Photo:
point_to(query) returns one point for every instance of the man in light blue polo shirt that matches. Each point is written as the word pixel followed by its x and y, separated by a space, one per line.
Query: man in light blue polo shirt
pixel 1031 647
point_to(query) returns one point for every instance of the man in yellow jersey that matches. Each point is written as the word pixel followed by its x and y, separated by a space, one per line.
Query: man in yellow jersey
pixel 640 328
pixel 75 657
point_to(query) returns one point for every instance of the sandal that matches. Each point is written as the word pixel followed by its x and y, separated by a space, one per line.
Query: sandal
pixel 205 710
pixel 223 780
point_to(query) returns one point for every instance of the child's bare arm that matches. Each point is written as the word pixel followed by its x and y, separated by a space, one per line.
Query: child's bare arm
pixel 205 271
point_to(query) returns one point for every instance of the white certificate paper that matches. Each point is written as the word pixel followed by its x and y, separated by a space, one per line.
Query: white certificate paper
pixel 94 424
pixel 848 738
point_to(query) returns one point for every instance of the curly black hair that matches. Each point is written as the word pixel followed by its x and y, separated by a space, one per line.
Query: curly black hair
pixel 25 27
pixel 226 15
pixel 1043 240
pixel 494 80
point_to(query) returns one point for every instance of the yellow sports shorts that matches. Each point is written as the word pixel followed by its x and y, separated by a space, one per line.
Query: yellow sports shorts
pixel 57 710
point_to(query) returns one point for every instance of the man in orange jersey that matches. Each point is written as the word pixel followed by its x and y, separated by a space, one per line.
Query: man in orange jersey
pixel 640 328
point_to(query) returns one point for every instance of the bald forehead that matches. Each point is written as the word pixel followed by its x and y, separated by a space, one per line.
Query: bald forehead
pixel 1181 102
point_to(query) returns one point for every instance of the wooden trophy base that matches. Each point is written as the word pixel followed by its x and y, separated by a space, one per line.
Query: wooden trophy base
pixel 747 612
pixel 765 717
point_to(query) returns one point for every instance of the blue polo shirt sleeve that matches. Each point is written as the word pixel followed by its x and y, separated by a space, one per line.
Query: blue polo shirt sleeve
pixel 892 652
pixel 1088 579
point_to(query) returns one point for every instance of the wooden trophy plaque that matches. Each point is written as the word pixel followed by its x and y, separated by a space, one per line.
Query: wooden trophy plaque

▶ **Exercise**
Can you edit all the lines above so that "wooden trophy" becomes "metal trophy" wherever it appears, leaving everything else as it is?

▶ **Correct result**
Photo:
point_to(query) returns one point for every instance of the man in light blue polo shirt that matches. Each point is written as the word pixel followed by its x and y, separated by a space, one per line.
Query: man in light blue polo shirt
pixel 1031 647
point_to(query) returns one point for every instance of the man in yellow jersey that matches. Each point is written as the word pixel followed by its x and y, separated by a space, one per line.
Query: man in yellow jersey
pixel 640 328
pixel 75 657
point_to(query) returns one point for every instance of the sandal that matches. Each point is written as the word pixel followed by its x and y, separated by a space, one per line.
Query: sandal
pixel 205 710
pixel 223 780
point_to(query) returns one point for every instance of the child's bare arm that matches. Each point is written as the word pixel followed by its x and y, separated by a space, one per line.
Query: child's bare arm
pixel 205 271
point_to(query) returns one point for every instance of the white certificate paper that matches. Each point is written as the word pixel followed by its x and y, separated by a space, one per line.
Query: white certificate paper
pixel 94 424
pixel 848 738
point_to(query) returns one point for every instance of the curly black hair that matches. Each point is written as the word pixel followed by its x and y, separated by a space, one per line.
Query: curly black hair
pixel 25 27
pixel 226 15
pixel 1043 240
pixel 494 80
point_to(query) returns one point for every instance of the yellow sports shorts that matches. Each point is written as the word pixel followed by its x and y, separated by a space, one per line.
Query: yellow sports shorts
pixel 57 710
point_to(query) returns one point for every instance of the man in orange jersey that matches. Each point is written as the word pixel followed by its x and y, separated by a space, one per line.
Query: man in orange jersey
pixel 640 328
point_to(query) returns one point for every instance of the bald forehead that matches. Each point is written as the word pixel followed by its x and y, separated by a space, one per line.
Query: bald forehead
pixel 1181 102
point_to(query) returns one point for every instance of the metal trophy base that matches. Each point is written as the word pixel followed by its x and y, separated by a space, one per line.
Query: metal trophy base
pixel 747 612
pixel 765 717
point_to(query) returns one point for every instance of the blue polo shirt sleeve that matches. Each point is written as the word pixel followed by its x and y, separated by a space, one per line.
Query: blue polo shirt sleeve
pixel 892 652
pixel 1088 579
point_to(query) returns one point for every instance of the metal trophy plaque that matches. Each point is written as the word pixel followed by its x and y, separated by a space, one per line.
Query: metal trophy plaque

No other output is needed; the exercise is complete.